*Task details*
Reproduce the listing below verbatim, line by line, but leave out the picture.

*Listing*

..........

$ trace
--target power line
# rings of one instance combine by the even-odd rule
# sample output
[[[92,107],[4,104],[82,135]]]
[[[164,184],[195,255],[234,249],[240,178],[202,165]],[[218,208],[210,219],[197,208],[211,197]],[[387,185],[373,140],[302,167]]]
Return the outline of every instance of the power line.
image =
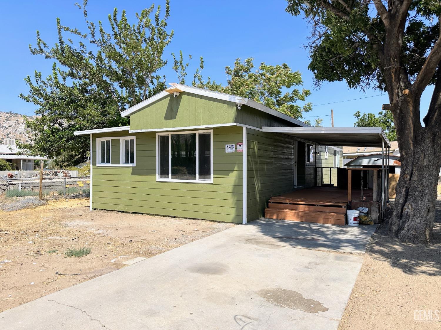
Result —
[[[356,100],[361,100],[362,99],[368,99],[370,97],[375,97],[377,96],[381,96],[382,95],[385,95],[385,94],[379,94],[378,95],[373,95],[372,96],[366,96],[364,97],[359,97],[358,99],[352,99],[351,100],[345,100],[344,101],[337,101],[337,102],[331,102],[329,103],[323,103],[321,104],[316,104],[315,105],[313,105],[313,107],[318,107],[319,105],[326,105],[327,104],[333,104],[334,103],[341,103],[343,102],[349,102],[349,101],[355,101]]]
[[[326,116],[329,116],[329,117],[331,117],[331,115],[322,115],[321,116],[307,116],[306,117],[304,117],[304,116],[302,116],[302,118],[312,118],[313,117],[326,117]]]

..........

*Response to this task*
$ trace
--target power line
# rings of one instance combine by the even-odd rule
# sample output
[[[92,107],[4,104],[82,135]]]
[[[164,184],[195,255],[234,249],[240,178],[202,165]],[[218,208],[210,219],[197,208],[211,197]],[[387,185],[373,140],[302,167]]]
Return the outline of every instance of the power line.
image =
Result —
[[[356,100],[361,100],[362,99],[368,99],[370,97],[375,97],[377,96],[381,96],[382,95],[385,95],[385,94],[379,94],[378,95],[373,95],[372,96],[366,96],[364,97],[359,97],[358,99],[352,99],[351,100],[345,100],[344,101],[337,101],[337,102],[331,102],[329,103],[323,103],[321,104],[316,104],[315,105],[313,105],[313,107],[318,107],[319,105],[326,105],[327,104],[333,104],[334,103],[341,103],[343,102],[349,102],[349,101],[355,101]]]
[[[326,116],[329,116],[329,117],[331,117],[331,115],[322,115],[321,116],[307,116],[306,117],[304,117],[304,116],[302,116],[302,118],[312,118],[313,117],[326,117]]]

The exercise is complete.